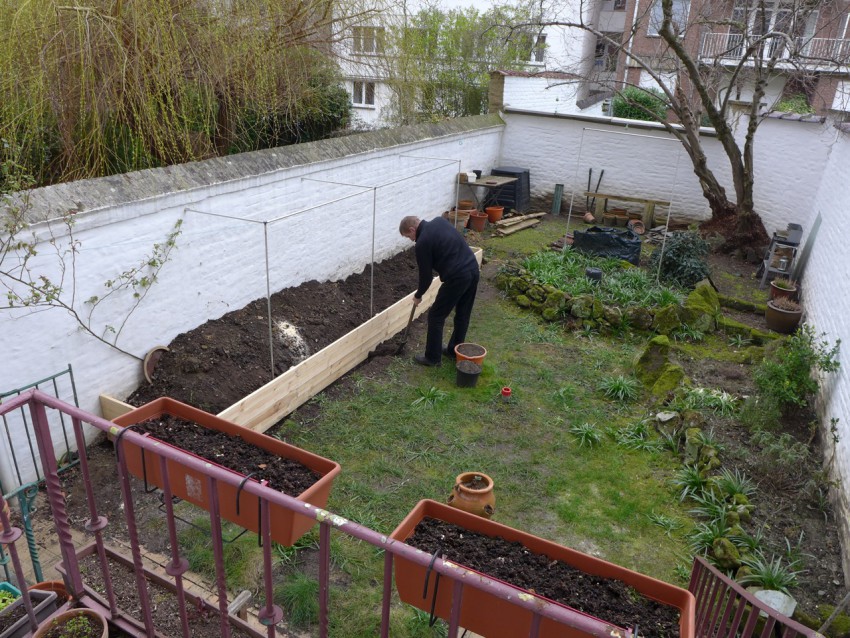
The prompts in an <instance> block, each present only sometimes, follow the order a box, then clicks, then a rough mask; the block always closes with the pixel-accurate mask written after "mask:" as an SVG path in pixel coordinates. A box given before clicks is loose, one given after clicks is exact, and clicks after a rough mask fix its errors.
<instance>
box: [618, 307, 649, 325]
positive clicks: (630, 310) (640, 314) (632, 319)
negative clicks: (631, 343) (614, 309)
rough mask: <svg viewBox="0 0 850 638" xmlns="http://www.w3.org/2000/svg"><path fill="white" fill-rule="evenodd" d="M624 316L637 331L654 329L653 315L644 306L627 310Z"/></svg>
mask: <svg viewBox="0 0 850 638" xmlns="http://www.w3.org/2000/svg"><path fill="white" fill-rule="evenodd" d="M624 316H625V318H626V321H627V322H628V323H629V325H630V326H632V327H633V328H634V329H635V330H649V329H650V328H652V313H651V312H649V310H647V309H646V308H643V307H642V306H632V307H630V308H627V309H626V311H625V313H624Z"/></svg>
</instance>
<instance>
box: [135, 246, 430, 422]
mask: <svg viewBox="0 0 850 638" xmlns="http://www.w3.org/2000/svg"><path fill="white" fill-rule="evenodd" d="M417 278H418V269H417V266H416V257H415V255H414V252H413V250H406V251H404V252H402V253H399V254H398V255H396V256H394V257H392V258H390V259H386V260H384V261H382V262H381V263H379V264H375V278H374V284H375V286H374V313H375V314H377V313H379V312H381V311H382V310H384V309H386V308H388V307H389V306H391V305H392V304H394V303H395V302H396V301H398V300H399V299H401V298H402V297H404V296H405V295H407V294H410V293H411V292H413V291H414V290H416V285H417V281H418V279H417ZM371 279H372V276H371V267H369V266H367V267H366V268H365V269H364V270H363V272H361V273H359V274H355V275H351V276H350V277H348V278H347V279H345V280H344V281H333V282H324V283H319V282H317V281H310V282H307V283H304V284H301V285H300V286H297V287H295V288H287V289H285V290H282V291H280V292H277V293H275V294H273V295H272V299H271V305H272V323H273V326H274V329H273V334H274V344H273V346H274V361H275V371H274V376H277V375H280V374H282V373H283V372H286V370H288V369H289V368H290V367H292V366H294V365H296V364H297V363H299V362H300V361H302V360H303V359H304V358H306V357H307V356H309V355H311V354H314V353H315V352H318V351H319V350H321V349H322V348H324V347H325V346H327V345H329V344H331V343H333V342H334V341H336V340H337V339H339V338H340V337H342V336H343V335H345V334H347V333H348V332H351V331H352V330H354V329H355V328H356V327H357V326H359V325H360V324H362V323H364V322H365V321H367V320H368V319H370V318H371V316H372V315H371V313H370V298H371V297H372V295H371V294H370V285H371V283H370V282H371ZM284 321H285V322H286V323H287V324H289V326H286V327H285V328H284V327H281V325H280V322H284ZM291 327H294V328H295V329H296V330H297V332H298V335H300V337H301V340H297V339H296V340H293V339H291V338H290V335H291V331H292V328H291ZM399 339H400V337H399ZM168 348H169V350H168V352H165V353H164V354H163V355H162V358H161V359H160V360H159V362H158V363H157V366H156V370H155V371H154V373H153V383H151V384H148V383H145V384H144V385H142V386H140V387H139V388H137V389H136V391H135V392H133V394H131V395H130V397H129V398H128V399H127V402H128V403H130V404H132V405H136V406H139V405H143V404H145V403H148V402H149V401H152V400H154V399H158V398H159V397H164V396H167V397H171V398H173V399H177V400H178V401H182V402H184V403H188V404H189V405H193V406H195V407H198V408H200V409H202V410H205V411H207V412H211V413H213V414H218V413H219V412H221V411H222V410H224V409H225V408H227V407H229V406H231V405H233V404H234V403H236V402H237V401H239V400H240V399H242V398H243V397H245V396H247V395H249V394H250V393H251V392H253V391H254V390H256V389H257V388H260V387H262V386H264V385H265V384H266V383H268V382H269V381H271V380H272V373H271V367H270V358H269V332H268V307H267V301H266V299H265V298H262V299H256V300H254V301H252V302H251V303H249V304H248V305H247V306H245V307H244V308H242V309H240V310H234V311H232V312H229V313H227V314H226V315H224V316H223V317H221V318H220V319H214V320H211V321H208V322H206V323H204V324H202V325H200V326H198V327H197V328H195V329H193V330H190V331H189V332H185V333H183V334H181V335H178V336H177V337H175V338H174V340H173V341H172V342H171V343H169V344H168ZM397 349H398V348H397V347H394V348H388V349H386V352H382V353H380V354H394V353H395V351H396V350H397Z"/></svg>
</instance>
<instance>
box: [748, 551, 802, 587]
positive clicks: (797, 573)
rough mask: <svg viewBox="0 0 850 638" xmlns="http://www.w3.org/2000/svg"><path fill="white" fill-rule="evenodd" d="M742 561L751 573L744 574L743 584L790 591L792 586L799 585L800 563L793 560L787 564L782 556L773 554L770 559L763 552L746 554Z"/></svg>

........

— WHAT IS BEING ASKED —
Reproduce the material above in full, exactly, with no images.

— FINAL ANSWER —
The prompts in an <instance> block, each present only sometimes, follow the order a box, then clicks, then a rough mask; the block always closes with the pixel-accurate mask written after "mask:" as an SVG path in pixel coordinates. A box given before clicks is loose, one given after clicks is exact, and clicks after a rough mask fix its errors.
<instance>
box: [618, 307, 649, 325]
positive clicks: (630, 310) (640, 314) (632, 319)
negative clicks: (631, 343) (614, 309)
rough mask: <svg viewBox="0 0 850 638" xmlns="http://www.w3.org/2000/svg"><path fill="white" fill-rule="evenodd" d="M624 316L637 331L654 329L653 315L644 306L627 310Z"/></svg>
mask: <svg viewBox="0 0 850 638" xmlns="http://www.w3.org/2000/svg"><path fill="white" fill-rule="evenodd" d="M624 316H625V318H626V321H627V322H628V323H629V325H630V326H632V327H633V328H634V329H635V330H649V329H650V328H652V313H651V312H649V310H647V309H646V308H643V307H642V306H632V307H630V308H627V309H626V311H625V313H624Z"/></svg>
</instance>
<instance>
box: [135, 246, 430, 422]
mask: <svg viewBox="0 0 850 638" xmlns="http://www.w3.org/2000/svg"><path fill="white" fill-rule="evenodd" d="M417 278H418V269H417V266H416V257H415V255H414V252H413V250H406V251H404V252H402V253H399V254H398V255H396V256H394V257H392V258H390V259H386V260H384V261H382V262H381V263H379V264H375V278H374V284H375V286H374V313H375V314H377V313H379V312H381V311H382V310H384V309H386V308H388V307H389V306H391V305H392V304H394V303H395V302H396V301H398V300H399V299H401V298H402V297H404V296H405V295H407V294H410V293H411V292H413V291H414V290H416V285H417V281H418V279H417ZM371 279H372V276H371V267H369V266H367V267H366V268H365V269H364V270H363V272H361V273H359V274H355V275H351V276H350V277H348V278H347V279H345V280H344V281H333V282H324V283H319V282H317V281H310V282H307V283H304V284H301V285H300V286H297V287H295V288H287V289H285V290H282V291H280V292H277V293H275V294H273V295H272V299H271V305H272V323H273V326H274V329H273V334H274V344H273V346H274V361H275V371H274V376H277V375H280V374H282V373H283V372H286V370H288V369H289V368H290V367H292V366H294V365H296V364H297V363H299V362H300V361H302V360H303V359H304V358H306V357H307V356H309V355H311V354H314V353H315V352H318V351H319V350H321V349H322V348H324V347H325V346H327V345H329V344H331V343H333V342H334V341H336V340H337V339H339V338H340V337H342V336H343V335H345V334H347V333H348V332H351V331H352V330H354V329H355V328H356V327H357V326H359V325H360V324H362V323H364V322H365V321H367V320H368V319H370V318H371V316H372V315H371V313H370V298H371V297H372V295H371V294H370V285H371V283H370V282H371ZM284 321H285V322H286V323H287V324H289V326H286V327H285V328H284V327H281V325H280V322H284ZM291 327H294V328H295V329H296V330H297V332H298V335H300V337H301V340H297V339H296V340H293V339H291V338H290V335H291V331H292V328H291ZM399 339H400V337H399ZM168 348H169V350H168V352H165V353H164V354H163V355H162V358H161V359H160V360H159V362H158V363H157V366H156V370H155V371H154V373H153V383H151V384H148V383H145V384H144V385H142V386H140V387H139V388H137V389H136V391H135V392H133V394H131V395H130V397H129V398H128V399H127V402H128V403H130V404H132V405H136V406H139V405H143V404H145V403H148V402H149V401H152V400H154V399H158V398H159V397H164V396H167V397H171V398H173V399H177V400H178V401H182V402H184V403H188V404H189V405H193V406H195V407H198V408H200V409H202V410H205V411H207V412H211V413H213V414H218V413H219V412H221V411H222V410H224V409H225V408H227V407H229V406H231V405H233V404H234V403H236V402H237V401H239V400H240V399H242V398H243V397H245V396H247V395H249V394H250V393H251V392H253V391H254V390H256V389H257V388H260V387H262V386H264V385H265V384H266V383H268V382H269V381H271V380H272V373H271V367H270V358H269V332H268V307H267V301H266V299H265V298H262V299H256V300H254V301H252V302H251V303H249V304H248V305H247V306H245V307H244V308H242V309H240V310H234V311H232V312H229V313H227V314H226V315H224V316H223V317H221V318H220V319H214V320H211V321H208V322H206V323H204V324H202V325H200V326H198V327H197V328H195V329H193V330H190V331H189V332H185V333H183V334H181V335H178V336H177V337H175V338H174V340H173V341H172V342H171V343H169V344H168ZM397 349H398V348H397V347H394V348H388V349H386V352H382V353H380V354H394V353H395V351H396V350H397Z"/></svg>
</instance>
<instance>
box: [748, 551, 802, 587]
positive clicks: (797, 573)
rough mask: <svg viewBox="0 0 850 638" xmlns="http://www.w3.org/2000/svg"><path fill="white" fill-rule="evenodd" d="M742 561L751 573L744 574L743 584L790 591L792 586L799 585L800 563L793 560L787 564L782 556L773 554L770 559L763 552L746 554Z"/></svg>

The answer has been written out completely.